Читать книгу Der Taubenhasser und das Fenster zum Hof - Michael Möseneder - Страница 15
Der Cam-Sex der falschen 14-Jährigen
ОглавлениеTobias S. ist „Isabella“ und 14 Jahre alt. Besser, er war es – und das nur im Internet. Genauer, in diversen Erotikforen, in denen er zahlungswilligen Männern versprach, dass sie sein weibliches Alter Ego vor einer Webcam nackt sehen könnten. „Eine absolut blöde Idee“, wie er nun in seinem Betrugsprozess zu Claudia Bandion-Ortner sagt, die dem Schöffensenat vorsitzt.
Im Jahr 2010 war der Deutsche nach Wien gekommen, um zu studieren. Wirklich schlecht ging es ihm finanziell nicht, die Idee für einen illegalen Zusatzverdienst entwickelte sich dennoch. „Wie kommt man darauf?“, fragt ihn Bandion-Ortner. „Ich habe im Fernsehen eine Reportage gesehen, wie leicht Männer glauben, dass sie mit einer Minderjährigen chatten.“ Das wollte er ausprobieren, legte sich seine falsche Identität zu. Und hatte Erfolg: „Sobald ich geschrieben habe, dass ich Cam-Sex-Dienste anbiete, haben mich sofort 500 Leute geaddet“, erinnert sich der Geständige. Später erhöhte er sein „Alter“ auf 18.
Insgesamt 1.350 Euro zum Beispiel überwies ihm ein „Herr Peter“. Der ist eines jener 18 in der Anklage genannten Opfer, die gezahlt haben, bei weiteren drei blieb es beim Versuch. In der Realität muss es viel mehr Interessenten gegeben haben, sagt auch der ermittelnde Polizist als Zeuge aus. „Die Opfersuche war schwierig.“ Es gebe zwar bändeweise Ausdrucke von Mailkonversationen und offensichtlich auch mehr Überweisungen. Die konnten teils aber nicht zugeordnet werden.

........

**Aufgaben**
(a) Nennen Sie alle Personennamen, die im Bericht über den Betrugsprozess vorkommen, einschließlich erfundener Identitäten.
(b) Führen Sie den Bericht über den Betrugsprozess im Anschluss an seinen letzten Satz weiter.

........

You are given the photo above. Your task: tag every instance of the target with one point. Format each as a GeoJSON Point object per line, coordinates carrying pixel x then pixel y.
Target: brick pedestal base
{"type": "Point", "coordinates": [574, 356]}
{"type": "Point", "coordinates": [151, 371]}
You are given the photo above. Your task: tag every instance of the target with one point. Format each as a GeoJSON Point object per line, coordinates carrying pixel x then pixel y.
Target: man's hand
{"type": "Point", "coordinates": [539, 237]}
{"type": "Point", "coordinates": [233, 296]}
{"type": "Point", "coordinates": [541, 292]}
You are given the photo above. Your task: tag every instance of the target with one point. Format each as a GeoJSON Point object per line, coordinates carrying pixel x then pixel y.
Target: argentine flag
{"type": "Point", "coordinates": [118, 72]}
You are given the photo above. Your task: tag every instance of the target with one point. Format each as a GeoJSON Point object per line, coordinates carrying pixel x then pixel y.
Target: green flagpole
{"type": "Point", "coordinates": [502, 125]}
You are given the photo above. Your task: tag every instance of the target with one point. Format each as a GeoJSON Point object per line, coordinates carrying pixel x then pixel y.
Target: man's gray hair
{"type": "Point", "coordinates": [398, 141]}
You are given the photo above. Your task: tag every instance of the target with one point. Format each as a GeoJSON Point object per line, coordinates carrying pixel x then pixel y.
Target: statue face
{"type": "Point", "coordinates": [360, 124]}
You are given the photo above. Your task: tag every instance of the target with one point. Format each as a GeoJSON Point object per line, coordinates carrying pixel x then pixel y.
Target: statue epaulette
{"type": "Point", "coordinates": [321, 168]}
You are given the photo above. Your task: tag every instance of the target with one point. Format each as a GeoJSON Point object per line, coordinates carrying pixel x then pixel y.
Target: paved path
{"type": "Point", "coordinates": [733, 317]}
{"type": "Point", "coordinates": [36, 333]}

........

**Lösungen**
(a) Tobias S., „Isabella“, Claudia Bandion-Ortner, „Herr Peter“

(b)
Andere schon – doch die Betroffenen, darunter zwei Priester, wollten keine Anzeige erstatten. „Einer der Männer hat gesagt, er sei verheiratet und wolle keine Schwierigkeiten, er habe keinen Schaden erlitten“, meint der Beamte achselzuckend.
Ob es das ganz große Geschäft war, kann man S. daher nicht nachweisen. 4.400 Euro soll er zwischen 2011 und 2013 so ergaunert haben. Er sagt, er habe den ihm bekannten Opfern 50 Prozent als Wiedergutmachung angeboten. Ein im Saal anwesendes Opfer widerspricht. Es habe ein Mail gegeben, danach nichts mehr. Obwohl er nicht muss, erzählt der Mann, wie es zum Kontakt mit der „18-Jährigen“ kam: schmutzige Scheidung, Burnout, Skype-Konversation mit der Internetbekanntschaft. „Da war das Gefühl, dass hier mehr dahintersteckt.“ Steckte doch nicht – zum vereinbarten Treffen kam niemand.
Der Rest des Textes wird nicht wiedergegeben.